Activity.
Reproduce every item below line for line, leaving each character unchanged.
· · · · ·
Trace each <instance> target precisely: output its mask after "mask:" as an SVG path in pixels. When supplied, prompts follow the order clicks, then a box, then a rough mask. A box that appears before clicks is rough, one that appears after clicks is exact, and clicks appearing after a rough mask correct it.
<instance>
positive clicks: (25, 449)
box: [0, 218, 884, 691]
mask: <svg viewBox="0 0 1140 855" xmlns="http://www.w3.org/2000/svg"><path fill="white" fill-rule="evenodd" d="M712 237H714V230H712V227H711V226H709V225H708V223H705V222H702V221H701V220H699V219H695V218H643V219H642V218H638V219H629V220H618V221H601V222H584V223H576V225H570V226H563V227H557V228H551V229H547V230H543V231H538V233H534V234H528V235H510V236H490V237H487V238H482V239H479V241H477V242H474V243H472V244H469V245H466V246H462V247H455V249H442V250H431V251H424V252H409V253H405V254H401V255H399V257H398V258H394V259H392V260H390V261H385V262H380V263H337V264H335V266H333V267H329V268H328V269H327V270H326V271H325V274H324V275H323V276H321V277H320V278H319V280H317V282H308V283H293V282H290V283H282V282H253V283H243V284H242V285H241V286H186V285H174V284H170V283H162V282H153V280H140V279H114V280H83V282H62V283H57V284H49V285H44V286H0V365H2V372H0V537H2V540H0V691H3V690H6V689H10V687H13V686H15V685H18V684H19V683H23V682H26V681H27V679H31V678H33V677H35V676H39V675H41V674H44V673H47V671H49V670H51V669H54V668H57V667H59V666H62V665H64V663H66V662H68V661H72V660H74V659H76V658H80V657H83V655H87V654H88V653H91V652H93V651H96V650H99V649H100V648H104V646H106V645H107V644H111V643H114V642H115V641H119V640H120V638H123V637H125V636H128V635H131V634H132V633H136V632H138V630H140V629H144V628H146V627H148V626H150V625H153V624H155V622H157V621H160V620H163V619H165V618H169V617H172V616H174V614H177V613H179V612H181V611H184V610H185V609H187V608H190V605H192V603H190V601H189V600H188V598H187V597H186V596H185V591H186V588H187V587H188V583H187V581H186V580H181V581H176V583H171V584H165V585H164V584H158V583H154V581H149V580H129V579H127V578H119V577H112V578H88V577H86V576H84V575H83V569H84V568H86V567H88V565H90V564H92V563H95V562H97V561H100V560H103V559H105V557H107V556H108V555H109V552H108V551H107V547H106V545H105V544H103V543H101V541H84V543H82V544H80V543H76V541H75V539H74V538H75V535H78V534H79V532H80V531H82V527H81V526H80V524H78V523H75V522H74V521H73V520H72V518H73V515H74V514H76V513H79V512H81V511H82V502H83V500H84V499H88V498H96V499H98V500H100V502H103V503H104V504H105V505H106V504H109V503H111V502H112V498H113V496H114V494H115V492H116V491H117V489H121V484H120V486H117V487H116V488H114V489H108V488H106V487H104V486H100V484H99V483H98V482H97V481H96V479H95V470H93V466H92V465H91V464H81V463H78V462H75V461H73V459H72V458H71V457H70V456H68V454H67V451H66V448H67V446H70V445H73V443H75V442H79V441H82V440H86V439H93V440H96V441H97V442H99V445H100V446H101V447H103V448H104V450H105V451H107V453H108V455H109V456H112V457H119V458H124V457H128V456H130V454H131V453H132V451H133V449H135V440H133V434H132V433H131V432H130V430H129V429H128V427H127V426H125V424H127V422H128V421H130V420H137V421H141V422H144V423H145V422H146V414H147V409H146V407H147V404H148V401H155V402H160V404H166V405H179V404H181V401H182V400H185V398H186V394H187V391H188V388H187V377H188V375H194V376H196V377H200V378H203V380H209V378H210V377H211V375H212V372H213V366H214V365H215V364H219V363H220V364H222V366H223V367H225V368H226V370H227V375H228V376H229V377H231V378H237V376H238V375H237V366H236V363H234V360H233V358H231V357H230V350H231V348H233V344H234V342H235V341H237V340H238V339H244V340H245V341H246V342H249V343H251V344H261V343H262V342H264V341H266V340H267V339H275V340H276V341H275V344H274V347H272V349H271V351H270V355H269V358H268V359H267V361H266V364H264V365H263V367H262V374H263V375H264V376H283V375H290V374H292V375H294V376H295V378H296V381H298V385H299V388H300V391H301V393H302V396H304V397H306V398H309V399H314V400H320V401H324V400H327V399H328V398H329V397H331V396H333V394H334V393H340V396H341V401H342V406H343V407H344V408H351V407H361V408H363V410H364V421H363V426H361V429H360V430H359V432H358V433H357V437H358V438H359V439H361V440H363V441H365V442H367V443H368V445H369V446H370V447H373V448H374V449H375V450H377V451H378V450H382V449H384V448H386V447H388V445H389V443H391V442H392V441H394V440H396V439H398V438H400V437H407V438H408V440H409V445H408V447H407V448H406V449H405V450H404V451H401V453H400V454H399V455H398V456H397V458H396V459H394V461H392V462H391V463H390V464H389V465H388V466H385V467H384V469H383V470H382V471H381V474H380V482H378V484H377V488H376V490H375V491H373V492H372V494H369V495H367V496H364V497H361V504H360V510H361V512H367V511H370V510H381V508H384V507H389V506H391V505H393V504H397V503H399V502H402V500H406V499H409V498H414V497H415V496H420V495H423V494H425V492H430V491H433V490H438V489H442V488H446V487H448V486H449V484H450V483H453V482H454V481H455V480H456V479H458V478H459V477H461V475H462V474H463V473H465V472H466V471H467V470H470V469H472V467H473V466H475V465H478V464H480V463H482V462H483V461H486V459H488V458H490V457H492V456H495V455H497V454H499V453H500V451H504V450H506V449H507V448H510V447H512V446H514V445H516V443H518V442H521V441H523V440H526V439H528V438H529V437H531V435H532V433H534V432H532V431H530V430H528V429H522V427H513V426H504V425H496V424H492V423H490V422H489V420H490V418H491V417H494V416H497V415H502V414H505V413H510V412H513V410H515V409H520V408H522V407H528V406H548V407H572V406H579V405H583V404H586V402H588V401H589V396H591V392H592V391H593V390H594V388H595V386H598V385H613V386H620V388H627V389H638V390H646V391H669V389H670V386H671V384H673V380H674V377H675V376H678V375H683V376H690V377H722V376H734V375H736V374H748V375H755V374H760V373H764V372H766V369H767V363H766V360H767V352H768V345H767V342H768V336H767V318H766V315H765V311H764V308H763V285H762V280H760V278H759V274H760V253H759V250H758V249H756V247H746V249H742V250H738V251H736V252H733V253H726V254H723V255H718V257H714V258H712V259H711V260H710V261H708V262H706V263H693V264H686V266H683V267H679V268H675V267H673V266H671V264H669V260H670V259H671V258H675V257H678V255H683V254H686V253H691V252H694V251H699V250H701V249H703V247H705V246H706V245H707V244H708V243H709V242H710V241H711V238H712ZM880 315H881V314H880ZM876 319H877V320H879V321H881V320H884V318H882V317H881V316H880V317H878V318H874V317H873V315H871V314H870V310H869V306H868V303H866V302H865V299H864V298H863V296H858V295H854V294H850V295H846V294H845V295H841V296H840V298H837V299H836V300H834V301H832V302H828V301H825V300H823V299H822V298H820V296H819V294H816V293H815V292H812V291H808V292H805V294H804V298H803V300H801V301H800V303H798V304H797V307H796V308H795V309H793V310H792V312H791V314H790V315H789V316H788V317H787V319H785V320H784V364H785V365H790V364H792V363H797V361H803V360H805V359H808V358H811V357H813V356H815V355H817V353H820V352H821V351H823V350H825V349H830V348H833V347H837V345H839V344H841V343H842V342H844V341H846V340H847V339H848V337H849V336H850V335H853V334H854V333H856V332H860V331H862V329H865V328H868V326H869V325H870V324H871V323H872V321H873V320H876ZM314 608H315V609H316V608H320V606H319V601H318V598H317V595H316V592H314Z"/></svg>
· · · · ·
Solution to the problem.
Trace each <instance> target precisely: output its mask after "mask:" as an SVG path in pixels. When supplied, prompts follow the order clicks, then a box, then a rough mask. A box that appears before clicks is rough, one that appears after clicks is exact, and clicks appearing after a rough mask correct it.
<instance>
positive clicks: (25, 449)
box: [0, 218, 884, 691]
mask: <svg viewBox="0 0 1140 855" xmlns="http://www.w3.org/2000/svg"><path fill="white" fill-rule="evenodd" d="M712 237H714V230H712V227H711V226H709V225H708V223H705V222H702V221H701V220H699V219H695V218H643V219H642V218H638V219H629V220H618V221H601V222H584V223H576V225H570V226H563V227H557V228H551V229H547V230H543V231H538V233H534V234H528V235H510V236H490V237H487V238H482V239H479V241H477V242H474V243H472V244H469V245H466V246H462V247H455V249H442V250H431V251H424V252H409V253H405V254H401V255H399V257H398V258H394V259H392V260H390V261H385V262H380V263H337V264H335V266H333V267H329V268H328V269H327V270H326V271H325V274H324V275H323V276H321V277H320V278H319V280H317V282H308V283H293V282H290V283H282V282H253V283H243V284H242V285H241V286H186V285H174V284H170V283H162V282H153V280H140V279H114V280H83V282H62V283H57V284H49V285H44V286H0V365H2V372H0V537H2V540H0V691H3V690H6V689H10V687H13V686H15V685H18V684H19V683H23V682H26V681H27V679H31V678H33V677H35V676H39V675H41V674H44V673H47V671H49V670H51V669H54V668H57V667H59V666H62V665H64V663H66V662H68V661H72V660H74V659H76V658H80V657H83V655H87V654H88V653H91V652H93V651H96V650H99V649H100V648H104V646H106V645H107V644H111V643H114V642H115V641H119V640H120V638H123V637H125V636H128V635H131V634H132V633H136V632H138V630H140V629H144V628H146V627H148V626H150V625H153V624H155V622H157V621H160V620H163V619H165V618H169V617H172V616H174V614H177V613H179V612H181V611H184V610H185V609H187V608H190V605H192V603H190V601H189V600H188V598H187V597H186V596H185V591H186V588H187V587H188V583H187V581H186V580H181V581H176V583H171V584H165V585H164V584H158V583H154V581H149V580H129V579H127V578H119V577H112V578H88V577H86V576H84V575H83V569H84V568H86V567H88V565H90V564H92V563H95V562H97V561H100V560H103V559H105V557H107V556H108V555H109V552H108V551H107V547H106V545H105V544H103V543H101V541H84V543H82V544H80V543H76V541H75V539H74V538H75V535H78V534H79V532H80V531H82V527H81V526H80V524H78V523H75V522H74V521H73V520H72V518H73V515H74V514H76V513H79V512H81V511H82V502H83V500H84V499H88V498H96V499H98V500H100V502H103V503H104V504H105V505H106V504H109V503H111V502H112V498H113V496H114V494H115V492H116V491H117V489H121V484H120V486H117V487H116V488H114V489H108V488H106V487H104V486H100V484H99V483H98V482H97V481H96V479H95V470H93V466H92V465H91V464H81V463H78V462H75V461H73V459H72V458H71V457H70V456H68V454H67V451H66V448H67V446H70V445H73V443H75V442H79V441H82V440H86V439H93V440H96V441H97V442H99V445H100V446H101V447H103V448H104V450H105V451H107V453H108V455H109V456H112V457H119V458H124V457H128V456H130V454H131V453H132V451H133V449H135V440H133V434H132V433H131V432H130V430H129V429H128V427H127V426H125V424H127V422H128V421H130V420H137V421H141V422H144V423H145V422H146V414H147V409H146V407H147V404H148V401H155V402H160V404H166V405H179V404H181V401H182V400H185V398H186V394H187V391H188V388H187V377H188V375H194V376H196V377H200V378H203V380H209V378H210V377H211V375H212V372H213V366H214V365H215V364H219V363H220V364H222V366H223V367H225V368H226V370H227V375H228V376H229V377H231V378H237V376H238V375H237V366H236V363H234V360H233V358H231V357H230V350H231V348H233V344H234V342H235V341H237V340H238V339H244V340H245V341H246V342H249V343H251V344H261V343H262V342H264V341H266V340H267V339H275V340H276V341H275V344H274V347H272V349H271V351H270V355H269V358H268V359H267V361H266V364H264V365H263V367H262V374H263V375H264V376H283V375H290V374H292V375H294V376H295V378H296V381H298V385H299V388H300V391H301V393H302V396H304V397H306V398H309V399H314V400H320V401H324V400H327V399H328V398H329V397H331V396H333V394H334V393H340V396H341V401H342V406H343V407H344V408H351V407H361V408H363V410H364V421H363V426H361V429H360V430H359V432H358V433H357V437H358V438H359V439H361V440H363V441H365V442H367V443H368V445H369V446H370V447H373V448H374V449H375V450H377V451H378V450H382V449H384V448H386V447H388V445H389V443H391V442H392V441H394V440H396V439H398V438H400V437H407V438H408V440H409V445H408V447H407V448H406V449H405V450H404V451H401V453H400V454H399V455H398V456H397V458H396V459H394V461H392V462H391V463H390V464H389V465H388V466H385V467H384V469H383V470H382V471H381V474H380V482H378V484H377V488H376V490H375V491H373V492H372V494H369V495H367V496H364V497H361V504H360V510H361V512H367V511H370V510H381V508H384V507H389V506H391V505H393V504H397V503H399V502H402V500H406V499H409V498H414V497H415V496H420V495H423V494H425V492H430V491H433V490H438V489H442V488H446V487H448V486H449V484H450V483H453V482H454V481H455V480H456V479H458V478H459V477H461V475H462V474H463V473H465V472H466V471H467V470H470V469H472V467H473V466H475V465H478V464H480V463H482V462H483V461H486V459H488V458H490V457H492V456H495V455H497V454H499V453H500V451H504V450H506V449H507V448H510V447H512V446H514V445H516V443H518V442H521V441H523V440H526V439H528V438H529V437H531V435H532V433H534V432H532V431H530V430H528V429H522V427H513V426H504V425H496V424H492V423H490V422H489V420H490V418H491V417H494V416H497V415H502V414H505V413H510V412H513V410H515V409H520V408H522V407H528V406H548V407H572V406H579V405H583V404H586V402H588V401H589V396H591V392H592V391H593V390H594V388H595V386H598V385H613V386H620V388H627V389H638V390H646V391H669V389H670V386H671V384H673V380H674V377H675V376H678V375H683V376H690V377H722V376H734V375H736V374H748V375H755V374H760V373H764V372H766V369H767V363H766V360H767V352H768V345H767V342H768V336H767V318H766V315H765V311H764V308H763V285H762V280H760V278H759V274H760V253H759V250H758V249H756V247H746V249H742V250H738V251H736V252H733V253H726V254H723V255H718V257H714V258H712V259H711V260H710V261H708V262H706V263H693V264H686V266H683V267H679V268H675V267H673V266H671V264H669V260H670V259H671V258H675V257H678V255H683V254H686V253H691V252H694V251H699V250H701V249H703V247H705V246H706V245H707V244H708V243H709V242H710V241H711V238H712ZM880 315H881V314H880ZM876 319H877V320H879V321H881V320H884V318H882V317H881V316H880V317H878V318H874V317H873V315H871V314H870V310H869V306H868V303H866V302H865V299H864V298H863V296H858V295H854V294H850V295H846V294H845V295H841V296H840V298H837V299H836V300H834V301H832V302H828V301H825V300H823V299H822V298H820V296H819V294H816V293H815V292H812V291H808V292H805V294H804V298H803V300H801V301H800V303H798V304H797V307H796V308H795V309H793V310H792V312H791V314H790V315H789V316H788V317H787V319H785V320H784V364H785V365H790V364H792V363H797V361H803V360H805V359H808V358H811V357H813V356H815V355H817V353H820V352H821V351H823V350H825V349H830V348H833V347H837V345H839V344H841V343H842V342H844V341H846V340H847V339H848V337H849V336H850V335H853V334H854V333H856V332H860V331H862V329H865V328H868V326H869V325H870V324H871V323H872V321H873V320H876ZM314 608H315V609H316V608H320V606H319V601H318V598H317V595H316V592H314Z"/></svg>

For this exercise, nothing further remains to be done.